— PROBLEM —
Could you reproduce every record below exactly as it stands?
┏━━
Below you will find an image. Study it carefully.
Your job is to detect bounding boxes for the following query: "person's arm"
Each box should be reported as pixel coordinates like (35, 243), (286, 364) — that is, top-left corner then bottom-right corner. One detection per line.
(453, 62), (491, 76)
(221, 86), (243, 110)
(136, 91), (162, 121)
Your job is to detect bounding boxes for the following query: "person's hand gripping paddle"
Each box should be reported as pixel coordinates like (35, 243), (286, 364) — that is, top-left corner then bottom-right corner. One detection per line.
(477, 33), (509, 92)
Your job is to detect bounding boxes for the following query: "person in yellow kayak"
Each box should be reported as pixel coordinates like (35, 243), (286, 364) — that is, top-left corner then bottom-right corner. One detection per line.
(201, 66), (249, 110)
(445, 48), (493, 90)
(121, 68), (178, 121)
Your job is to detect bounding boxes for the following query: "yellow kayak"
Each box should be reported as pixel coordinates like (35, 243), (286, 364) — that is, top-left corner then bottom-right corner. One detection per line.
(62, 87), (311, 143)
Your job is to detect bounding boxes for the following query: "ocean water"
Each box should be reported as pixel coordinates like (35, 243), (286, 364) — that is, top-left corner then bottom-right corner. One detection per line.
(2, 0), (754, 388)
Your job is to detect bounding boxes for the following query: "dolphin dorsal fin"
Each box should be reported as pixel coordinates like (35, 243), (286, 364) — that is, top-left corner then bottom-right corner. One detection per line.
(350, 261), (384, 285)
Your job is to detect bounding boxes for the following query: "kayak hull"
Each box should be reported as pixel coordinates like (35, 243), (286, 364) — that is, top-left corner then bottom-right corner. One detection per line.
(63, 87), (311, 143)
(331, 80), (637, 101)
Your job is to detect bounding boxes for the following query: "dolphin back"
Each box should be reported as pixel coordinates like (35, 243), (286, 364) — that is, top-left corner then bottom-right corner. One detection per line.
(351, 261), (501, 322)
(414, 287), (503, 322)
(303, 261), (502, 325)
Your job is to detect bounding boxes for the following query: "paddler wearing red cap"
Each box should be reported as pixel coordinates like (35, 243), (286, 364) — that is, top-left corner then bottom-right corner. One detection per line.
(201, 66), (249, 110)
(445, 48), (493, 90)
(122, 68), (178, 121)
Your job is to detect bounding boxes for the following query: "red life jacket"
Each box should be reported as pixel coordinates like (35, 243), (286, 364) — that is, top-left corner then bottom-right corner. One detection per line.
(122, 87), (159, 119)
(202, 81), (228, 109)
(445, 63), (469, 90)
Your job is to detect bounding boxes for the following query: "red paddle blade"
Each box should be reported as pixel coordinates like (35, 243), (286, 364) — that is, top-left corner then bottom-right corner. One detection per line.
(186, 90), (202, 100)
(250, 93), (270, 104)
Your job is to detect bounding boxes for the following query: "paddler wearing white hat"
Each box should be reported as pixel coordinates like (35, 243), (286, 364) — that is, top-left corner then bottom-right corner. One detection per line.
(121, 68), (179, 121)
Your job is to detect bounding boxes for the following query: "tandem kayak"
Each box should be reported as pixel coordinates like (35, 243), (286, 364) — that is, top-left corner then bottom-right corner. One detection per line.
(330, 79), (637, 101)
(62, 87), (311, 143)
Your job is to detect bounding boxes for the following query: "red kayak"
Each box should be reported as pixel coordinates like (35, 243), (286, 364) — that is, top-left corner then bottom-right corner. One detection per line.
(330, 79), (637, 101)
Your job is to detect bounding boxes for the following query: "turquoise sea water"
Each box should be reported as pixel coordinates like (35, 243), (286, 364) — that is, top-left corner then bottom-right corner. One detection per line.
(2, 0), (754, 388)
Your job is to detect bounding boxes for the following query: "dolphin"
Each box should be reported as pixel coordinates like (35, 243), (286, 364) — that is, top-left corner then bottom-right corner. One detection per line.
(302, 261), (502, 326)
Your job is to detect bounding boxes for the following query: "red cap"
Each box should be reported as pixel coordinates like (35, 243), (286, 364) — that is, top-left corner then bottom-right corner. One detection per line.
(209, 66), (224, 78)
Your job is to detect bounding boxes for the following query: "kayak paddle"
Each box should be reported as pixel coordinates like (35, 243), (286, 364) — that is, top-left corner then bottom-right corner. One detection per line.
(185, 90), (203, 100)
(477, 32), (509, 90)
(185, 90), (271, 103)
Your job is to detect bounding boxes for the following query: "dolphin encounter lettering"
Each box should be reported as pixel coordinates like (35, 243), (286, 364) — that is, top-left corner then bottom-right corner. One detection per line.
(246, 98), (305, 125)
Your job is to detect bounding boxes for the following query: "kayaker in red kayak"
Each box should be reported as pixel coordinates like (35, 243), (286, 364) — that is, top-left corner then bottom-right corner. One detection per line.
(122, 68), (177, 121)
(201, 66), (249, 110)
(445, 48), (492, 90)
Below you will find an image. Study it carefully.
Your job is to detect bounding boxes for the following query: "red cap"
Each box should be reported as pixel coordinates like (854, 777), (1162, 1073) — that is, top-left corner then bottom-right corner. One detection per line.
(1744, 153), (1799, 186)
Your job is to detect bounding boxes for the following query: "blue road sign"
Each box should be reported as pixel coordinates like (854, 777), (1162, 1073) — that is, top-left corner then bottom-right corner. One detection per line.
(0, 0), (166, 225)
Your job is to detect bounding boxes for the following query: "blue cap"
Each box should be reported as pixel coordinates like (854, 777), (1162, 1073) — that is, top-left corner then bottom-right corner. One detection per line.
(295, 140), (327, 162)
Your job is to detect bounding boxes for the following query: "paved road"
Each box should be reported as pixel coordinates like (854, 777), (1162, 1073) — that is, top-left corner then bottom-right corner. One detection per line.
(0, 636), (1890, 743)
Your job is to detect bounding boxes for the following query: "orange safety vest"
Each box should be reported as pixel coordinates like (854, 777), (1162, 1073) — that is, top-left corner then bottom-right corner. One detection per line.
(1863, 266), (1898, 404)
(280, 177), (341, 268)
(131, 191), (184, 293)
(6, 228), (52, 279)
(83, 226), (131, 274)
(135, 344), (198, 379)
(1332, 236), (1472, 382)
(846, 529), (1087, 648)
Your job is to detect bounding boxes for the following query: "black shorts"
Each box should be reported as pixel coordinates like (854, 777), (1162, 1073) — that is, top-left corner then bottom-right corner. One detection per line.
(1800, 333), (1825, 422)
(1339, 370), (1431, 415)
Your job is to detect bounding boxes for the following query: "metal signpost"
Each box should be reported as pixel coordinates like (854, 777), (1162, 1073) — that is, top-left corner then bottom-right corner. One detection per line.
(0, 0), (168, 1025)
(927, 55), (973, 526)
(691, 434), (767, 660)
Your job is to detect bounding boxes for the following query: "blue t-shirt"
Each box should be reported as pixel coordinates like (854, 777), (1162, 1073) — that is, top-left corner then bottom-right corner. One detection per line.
┗━━
— WRITTEN ANSWER —
Below you will find an image. Study it carefully.
Your job is to detect bounding boxes for the following query: "person's arm"
Each box should be reported as pixel coordinates like (35, 243), (286, 364) — that is, top-left corner then bottom-right corner. One detection per line.
(453, 62), (491, 76)
(221, 86), (243, 110)
(136, 91), (162, 121)
Your job is to detect bounding boxes for the following query: "person's hand gripping paddle"
Each box should be reported as pixel coordinates like (35, 243), (286, 364) — that is, top-left corner then bottom-right corner. One detection per line.
(477, 33), (509, 92)
Your job is to detect bounding boxes for the following query: "person in yellow kayak"
Each box should be reported as pixel coordinates like (35, 243), (286, 364) — that is, top-left corner then bottom-right corner. One detection per line.
(201, 66), (249, 110)
(445, 48), (493, 90)
(121, 68), (178, 121)
Your job is to detect bounding boxes for the following query: "yellow kayak"
Each box should be reported as pixel coordinates like (35, 243), (286, 364) — that is, top-left corner then bottom-right corner. One detection per line.
(62, 87), (311, 143)
Your job is to detect bounding boxes for the following query: "ocean water"
Each box should be reported as pixel coordinates like (35, 243), (286, 364) — that is, top-left corner then bottom-right corner. One detection per line.
(2, 0), (754, 388)
Your job is to detect bounding boxes for the following query: "dolphin dorsal fin"
Each box should be reported as pixel coordinates like (35, 243), (286, 364) — that is, top-left corner then bottom-right corner. One detection per line.
(350, 261), (384, 285)
Your job is to detect bounding boxes for the following query: "kayak hull"
Each box should be reported as pixel coordinates like (35, 243), (286, 364) — that is, top-left corner then bottom-right corner. One detection per line.
(63, 87), (311, 143)
(331, 80), (637, 101)
Your job is to detect bounding boxes for the following query: "dolphin back"
Each box should be reported as pixel coordinates like (35, 243), (286, 364) — that is, top-left corner then bottom-right corner. One detection per line.
(351, 261), (501, 322)
(414, 287), (503, 322)
(303, 261), (502, 325)
Your job is to detect bounding boxes for the following query: "paddler wearing red cap"
Each box should be reported as pixel coordinates like (35, 243), (286, 364) — that is, top-left corner then bottom-right corner. One detection per line.
(201, 66), (249, 110)
(445, 48), (493, 90)
(122, 68), (178, 121)
Your job is to detect bounding boxes for the following query: "red life jacket"
Each box should be reported as pixel coordinates like (35, 243), (286, 364) — that is, top-left corner then bottom-right corner. One detection per line.
(122, 87), (159, 119)
(202, 81), (228, 109)
(445, 63), (469, 90)
Your job is to detect bounding boxes for the following query: "red paddle blade"
Each box should be reported as pixel coordinates like (35, 243), (286, 364) — that is, top-left corner then bottom-right corner. One detection per line.
(186, 90), (202, 100)
(250, 93), (270, 104)
Your job is to detect bounding boxes for the following query: "paddler wearing white hat"
Each box should be reported as pixel coordinates like (35, 243), (286, 364) — that is, top-left corner then bottom-right corner. One detection per line.
(121, 68), (179, 121)
Your job is to detect bounding boxes for the following query: "tandem kayak"
Each box should be reported as pixel coordinates like (35, 243), (286, 364) — that is, top-left corner then bottom-right corner. One detection per line.
(330, 79), (637, 101)
(62, 87), (311, 143)
Your job is to detect bounding boxes for the following query: "red kayak"
Each box should be reported as pixel coordinates like (35, 243), (286, 364) — that is, top-left corner then bottom-right corner. One detection per line.
(330, 79), (637, 101)
Your job is to detect bounding boxes for the following query: "turquoise sea water"
Each box should be reported as pixel coordinates like (35, 243), (286, 364) — that is, top-left corner then bottom-right corner. One detection per line.
(2, 0), (754, 388)
Your job is to detect bounding boxes for the following query: "dolphin"
Each box should be reported as pixel coordinates like (35, 243), (286, 364) — that is, top-left corner then bottom-right corner. One detection per line.
(302, 261), (502, 326)
Your job is to detect bounding boxes for the following query: "red cap"
Each box should be reported as pixel coordinates like (35, 243), (286, 364) — that is, top-left corner then bottom-right corner. One detection per line.
(209, 66), (224, 78)
Your job is to detect bounding boxes for the following query: "kayak paddle"
Each box should be reported as pixel coordinates like (35, 243), (286, 364) — that is, top-left corner then bottom-right corner. One detection per line.
(185, 90), (203, 100)
(477, 32), (509, 90)
(185, 90), (271, 103)
Your job is to detect bounding boxes for the following query: "dolphin encounter lettering"
Each box should be reported as pixel coordinates like (35, 243), (286, 364) — that is, top-left corner then bottom-right corner. One detection per line.
(246, 98), (305, 125)
Your job is to detect bounding boxes for the following query: "kayaker in red kayak"
Each box should be reported as pixel coordinates like (35, 243), (286, 364) — that is, top-left corner then bottom-right corner. One detection per line.
(122, 68), (177, 121)
(201, 66), (249, 110)
(445, 48), (492, 90)
Below you will find an image. Study it carefully.
Your job is to detect bounding boxes for the following query: "red cap"
Each box should be reported as pixel coordinates like (854, 777), (1162, 1073) — that is, top-left corner then bottom-right corner. One detection per line.
(1744, 153), (1799, 186)
Your job is to detect bounding boxes for the following query: "blue road sign"
Each box should be reported as pixel coordinates like (854, 777), (1162, 1073) — that is, top-left corner then bottom-right corner. One detection per line.
(0, 0), (166, 225)
Your job is to detect bounding boxes for the following query: "blue cap"
Each box should be reported as pixel coordinates like (854, 777), (1162, 1073) — that is, top-left corner then bottom-right corner. One detection per line.
(295, 140), (327, 162)
Your job is to detect bounding boxes for the following query: "paved road"
Each box should be reported as pixel coordinates like (854, 777), (1162, 1073) — that is, top-left corner then bottom-right corner. One detection per line.
(0, 636), (1890, 743)
Your job is to detect bounding boxes for the following query: "orange safety vest"
Each box should be reported as pixel coordinates like (854, 777), (1162, 1073) — that is, top-left corner then bottom-right corner. One detection per line.
(1863, 266), (1898, 404)
(280, 177), (341, 268)
(131, 191), (184, 293)
(6, 228), (52, 279)
(83, 226), (131, 274)
(135, 344), (198, 379)
(1332, 236), (1472, 382)
(846, 529), (1087, 648)
Your job is to detect bounding boxes for the following query: "black shorts"
Each box should be reported as pixel coordinates like (854, 777), (1162, 1073) — that is, top-left corner then bottom-right corner. One detection per line.
(1800, 333), (1825, 422)
(1339, 370), (1431, 415)
Your job is to detect bounding boxes for the following query: "metal signpost"
Each box should be reported as pixel coordinates like (854, 777), (1162, 1073) — that is, top-left corner then bottom-right corner. One detection per line.
(0, 0), (168, 1025)
(927, 55), (973, 526)
(691, 434), (767, 660)
Your job is to detect bounding boxes for the following query: "blue t-shirt"
Each box should be reported as pixel coordinates like (854, 777), (1162, 1073) — that is, top-left corner then bottom-right corner. One detection per line.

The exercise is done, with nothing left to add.